- ISTRUZIONI
1 – Indica se le affermazioni (a), (b) e (c) concordano con il brano sul tumore ovarico. Per ciascuna rispondi sì o no, citando tra virgolette le parole decisive del brano. (a) Il test genomico HRD è già incluso nei Lea. (b) La radioterapia ha riguardato il 10 per cento delle pazienti. (c) Il livello più basso di soddisfazione per le informazioni ricevute riguarda gli effetti collaterali delle cure.
2 – Per favore, prosegui il brano sul tumore ovarico a partire dalla sua ultima frase.

Il test genomico HRD, un esame diagnostico-prognostico oggi fondamentale per la personalizzazione della terapia, non è ancora nei Lea e rappresenta un grande bisogno insoddisfatto. È quindi importante che tutte le pazienti con tumore ovarico siano informate sull’importanza della profilazione genomica e abbiano accesso a questi test.
I trattamenti e le informazioni sul percorso di cura
Quasi tutte le pazienti hanno effettuato l’intervento chirurgico (92%) e la chemioterapia (86%). Il 27 per cento ha seguito/segue anche una terapia di mantenimento. La radioterapia è un trattamento riservato a una selezione di pazienti, pari al 10 per cento. Nell’81 per cento delle pazienti sottoposte alla chirurgia, questa ha permesso di asportare integralmente il tumore.
Il 43 per cento delle pazienti dichiara di essere stata ben informata sul percorso di cura fin dall'inizio della malattia; il 53 per cento è "mediamente" soddisfatta delle informazioni ricevute, mentre il 4 per cento non si è sentita per nulla informata. Il livello più basso di soddisfazione per le informazioni ricevute riguarda la possibilità di recidiva. Il dialogo medico-paziente e medico-caregiver è fondamentale ai fini dell’aderenza alle cure e per migliorare la qualità di vita delle donne con carcinoma ovarico.

(Righe estratte)
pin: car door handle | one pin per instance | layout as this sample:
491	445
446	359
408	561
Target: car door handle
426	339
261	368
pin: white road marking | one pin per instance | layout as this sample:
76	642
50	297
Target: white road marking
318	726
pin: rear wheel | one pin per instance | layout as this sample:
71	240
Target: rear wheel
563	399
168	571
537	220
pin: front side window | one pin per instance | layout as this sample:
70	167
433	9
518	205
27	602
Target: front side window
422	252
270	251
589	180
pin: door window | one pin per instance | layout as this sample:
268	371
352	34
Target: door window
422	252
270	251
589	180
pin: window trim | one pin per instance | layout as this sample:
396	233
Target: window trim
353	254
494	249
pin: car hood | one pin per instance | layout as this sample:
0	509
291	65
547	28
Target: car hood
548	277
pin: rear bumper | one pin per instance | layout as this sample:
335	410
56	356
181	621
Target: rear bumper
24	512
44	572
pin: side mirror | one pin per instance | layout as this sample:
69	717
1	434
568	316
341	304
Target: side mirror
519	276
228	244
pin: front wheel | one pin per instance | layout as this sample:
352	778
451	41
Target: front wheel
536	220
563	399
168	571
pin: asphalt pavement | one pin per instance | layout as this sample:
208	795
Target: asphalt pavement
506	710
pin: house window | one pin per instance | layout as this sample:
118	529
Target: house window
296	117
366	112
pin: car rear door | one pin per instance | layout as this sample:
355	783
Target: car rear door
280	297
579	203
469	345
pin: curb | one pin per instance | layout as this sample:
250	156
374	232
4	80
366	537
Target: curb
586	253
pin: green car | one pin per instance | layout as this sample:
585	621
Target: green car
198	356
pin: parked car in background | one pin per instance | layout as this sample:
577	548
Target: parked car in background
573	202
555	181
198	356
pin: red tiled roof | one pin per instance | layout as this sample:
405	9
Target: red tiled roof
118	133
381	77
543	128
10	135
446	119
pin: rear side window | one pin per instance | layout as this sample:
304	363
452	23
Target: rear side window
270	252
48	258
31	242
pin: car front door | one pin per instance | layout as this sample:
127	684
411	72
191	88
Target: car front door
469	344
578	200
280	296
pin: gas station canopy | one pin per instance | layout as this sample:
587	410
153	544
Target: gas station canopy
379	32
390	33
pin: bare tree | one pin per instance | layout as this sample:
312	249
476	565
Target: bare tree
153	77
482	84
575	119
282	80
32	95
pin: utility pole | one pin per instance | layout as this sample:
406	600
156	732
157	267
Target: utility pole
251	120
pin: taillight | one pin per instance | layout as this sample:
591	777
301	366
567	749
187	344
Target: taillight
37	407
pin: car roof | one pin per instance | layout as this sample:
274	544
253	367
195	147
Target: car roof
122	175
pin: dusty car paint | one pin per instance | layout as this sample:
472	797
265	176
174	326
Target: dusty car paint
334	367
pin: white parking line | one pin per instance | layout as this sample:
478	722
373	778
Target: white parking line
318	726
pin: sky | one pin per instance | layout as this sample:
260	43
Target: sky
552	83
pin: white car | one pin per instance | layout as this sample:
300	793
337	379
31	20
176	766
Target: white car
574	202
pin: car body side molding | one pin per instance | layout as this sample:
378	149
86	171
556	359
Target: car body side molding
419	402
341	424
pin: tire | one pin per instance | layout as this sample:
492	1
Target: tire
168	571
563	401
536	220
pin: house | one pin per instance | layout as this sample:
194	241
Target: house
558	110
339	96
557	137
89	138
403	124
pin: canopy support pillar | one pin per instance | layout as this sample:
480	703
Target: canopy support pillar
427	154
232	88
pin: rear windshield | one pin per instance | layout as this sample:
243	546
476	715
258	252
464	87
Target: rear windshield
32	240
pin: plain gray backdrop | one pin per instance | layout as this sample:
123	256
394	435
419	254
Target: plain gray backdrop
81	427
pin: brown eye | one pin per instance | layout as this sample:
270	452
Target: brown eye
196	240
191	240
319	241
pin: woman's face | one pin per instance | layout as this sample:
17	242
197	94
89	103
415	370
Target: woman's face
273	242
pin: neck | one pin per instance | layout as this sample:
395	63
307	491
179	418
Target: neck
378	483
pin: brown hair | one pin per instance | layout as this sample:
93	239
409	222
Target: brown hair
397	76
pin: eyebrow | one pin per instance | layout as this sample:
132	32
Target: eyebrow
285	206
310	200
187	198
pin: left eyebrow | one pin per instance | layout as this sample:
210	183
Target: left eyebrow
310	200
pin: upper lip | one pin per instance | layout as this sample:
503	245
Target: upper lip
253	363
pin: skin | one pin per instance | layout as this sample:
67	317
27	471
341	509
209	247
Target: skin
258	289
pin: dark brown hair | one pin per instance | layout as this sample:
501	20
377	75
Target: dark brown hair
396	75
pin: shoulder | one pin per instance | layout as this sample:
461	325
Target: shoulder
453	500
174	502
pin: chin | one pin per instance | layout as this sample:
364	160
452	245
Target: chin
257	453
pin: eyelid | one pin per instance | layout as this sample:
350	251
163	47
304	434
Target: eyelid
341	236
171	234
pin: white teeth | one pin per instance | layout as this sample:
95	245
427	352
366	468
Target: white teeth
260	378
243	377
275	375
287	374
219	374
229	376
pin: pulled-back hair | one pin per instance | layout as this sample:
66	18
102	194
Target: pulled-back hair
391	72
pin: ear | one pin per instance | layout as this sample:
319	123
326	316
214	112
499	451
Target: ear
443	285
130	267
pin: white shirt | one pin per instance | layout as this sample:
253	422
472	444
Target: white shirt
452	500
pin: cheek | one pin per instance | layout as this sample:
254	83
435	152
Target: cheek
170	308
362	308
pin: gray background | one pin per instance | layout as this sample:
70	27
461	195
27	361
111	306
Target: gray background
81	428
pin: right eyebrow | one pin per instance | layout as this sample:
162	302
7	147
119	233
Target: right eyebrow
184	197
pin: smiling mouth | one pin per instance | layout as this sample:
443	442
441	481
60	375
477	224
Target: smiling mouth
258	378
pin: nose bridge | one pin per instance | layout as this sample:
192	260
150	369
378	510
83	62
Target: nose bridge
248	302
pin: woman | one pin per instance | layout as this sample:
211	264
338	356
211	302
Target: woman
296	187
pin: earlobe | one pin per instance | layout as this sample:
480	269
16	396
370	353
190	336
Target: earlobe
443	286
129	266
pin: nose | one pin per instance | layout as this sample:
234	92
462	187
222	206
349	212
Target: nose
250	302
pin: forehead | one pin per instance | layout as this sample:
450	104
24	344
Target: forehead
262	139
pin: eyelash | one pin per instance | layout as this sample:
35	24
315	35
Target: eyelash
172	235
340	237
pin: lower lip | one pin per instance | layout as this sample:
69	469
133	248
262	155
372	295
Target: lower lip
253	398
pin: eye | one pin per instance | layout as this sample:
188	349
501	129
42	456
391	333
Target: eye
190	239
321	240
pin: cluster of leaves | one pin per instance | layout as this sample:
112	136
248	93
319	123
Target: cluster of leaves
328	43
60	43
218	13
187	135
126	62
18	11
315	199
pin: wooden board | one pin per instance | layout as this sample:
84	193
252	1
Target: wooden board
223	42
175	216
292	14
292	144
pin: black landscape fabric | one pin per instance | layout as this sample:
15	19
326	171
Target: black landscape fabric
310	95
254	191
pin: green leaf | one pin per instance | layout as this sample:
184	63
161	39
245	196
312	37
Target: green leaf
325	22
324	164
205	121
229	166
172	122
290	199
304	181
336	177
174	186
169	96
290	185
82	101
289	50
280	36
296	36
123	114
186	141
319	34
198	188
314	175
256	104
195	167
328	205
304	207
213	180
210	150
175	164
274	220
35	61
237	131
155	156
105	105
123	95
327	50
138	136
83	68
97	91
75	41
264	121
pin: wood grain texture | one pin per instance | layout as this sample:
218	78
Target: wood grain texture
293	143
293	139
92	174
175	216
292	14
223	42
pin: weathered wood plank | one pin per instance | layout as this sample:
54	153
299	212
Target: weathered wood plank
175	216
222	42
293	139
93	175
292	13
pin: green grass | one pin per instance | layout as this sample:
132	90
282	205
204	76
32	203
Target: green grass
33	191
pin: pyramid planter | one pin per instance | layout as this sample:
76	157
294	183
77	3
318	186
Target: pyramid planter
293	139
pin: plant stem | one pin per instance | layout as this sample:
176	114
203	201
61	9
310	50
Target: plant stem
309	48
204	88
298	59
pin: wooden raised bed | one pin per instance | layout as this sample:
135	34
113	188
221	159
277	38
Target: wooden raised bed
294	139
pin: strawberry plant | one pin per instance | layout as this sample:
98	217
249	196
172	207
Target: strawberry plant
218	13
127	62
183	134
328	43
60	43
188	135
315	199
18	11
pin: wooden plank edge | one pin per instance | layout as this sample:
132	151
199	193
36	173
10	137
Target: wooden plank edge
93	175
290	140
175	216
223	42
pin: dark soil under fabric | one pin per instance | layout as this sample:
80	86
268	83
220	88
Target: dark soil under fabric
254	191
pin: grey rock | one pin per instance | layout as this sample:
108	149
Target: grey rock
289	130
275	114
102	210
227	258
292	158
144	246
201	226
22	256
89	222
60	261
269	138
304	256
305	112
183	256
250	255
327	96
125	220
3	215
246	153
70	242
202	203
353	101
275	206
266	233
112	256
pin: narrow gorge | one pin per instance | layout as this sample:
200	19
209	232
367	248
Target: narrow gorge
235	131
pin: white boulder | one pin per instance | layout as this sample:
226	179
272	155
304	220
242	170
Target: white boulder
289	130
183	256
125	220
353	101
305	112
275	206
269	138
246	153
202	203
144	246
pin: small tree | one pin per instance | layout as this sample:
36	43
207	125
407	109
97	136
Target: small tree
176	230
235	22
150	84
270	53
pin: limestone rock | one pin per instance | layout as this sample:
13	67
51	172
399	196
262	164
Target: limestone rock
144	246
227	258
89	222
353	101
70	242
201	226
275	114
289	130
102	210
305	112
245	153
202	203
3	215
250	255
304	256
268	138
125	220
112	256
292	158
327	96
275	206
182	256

- RISPOSTE
1 –
(a) No: "non è ancora nei Lea".
(b) Sì: "La radioterapia è un trattamento riservato a una selezione di pazienti, pari al 10 per cento."
(c) No: "Il livello più basso di soddisfazione per le informazioni ricevute riguarda la possibilità di recidiva."

2 –
L’aderenza alle terapie domiciliari orali
La maggior parte delle pazienti dichiara di assumere i farmaci orali a domicilio con costanza; capita raramente o poche volte di dimenticare la terapia orale (36%), di restare senza (24%), di non assumerla nel modo corretto (24%). L’adesione alle cure appare buona. Questo dato indica che le pazienti hanno un approccio positivo e attento.
Il percorso di onco-fertilità
Il 43 per cento di tutte le pazienti - e il 78 per cento di quelle under 40 - ha ricevuto informazioni sul percorso di onco-fertilità. Il 4 per cento lo ha intrapreso. Non sono molti i casi in cui è possibile avere una gravidanza dopo una diagnosi di tumore ovarico, e riguardano ovviamente le pazienti con carcinoma ovarico in stadio iniziale, dove una delle due ovaie può essere conservata. La possibilità di questo percorso, però, non deve essere esclusa a priori.
La sessualità
Il 41 per cento delle donne ha preferito non rispondere alle domande sull’impatto del tumore ovarico sulla sessualità. Tra il 59 per cento rimanente, la sessualità è peggiorata per oltre la metà (il 52 per cento). Nel 16 per cento dei casi, le pazienti hanno cercato un supporto nello psicologo e nel 12 per cento nel ginecologo. Nessuna donna si è rivolta al sessuologo. La sessualità sembra essere un tabù per quattro donne su dieci. Nella quasi totalità delle altre, la vita sessuale è peggiorata: accanto alle motivazioni fisiche, preponderanti, troviamo anche quelle psicologiche. La figura del sessuologo come professionista in grado di rispondere a questo bisogno insoddisfatto risulta completamente assente.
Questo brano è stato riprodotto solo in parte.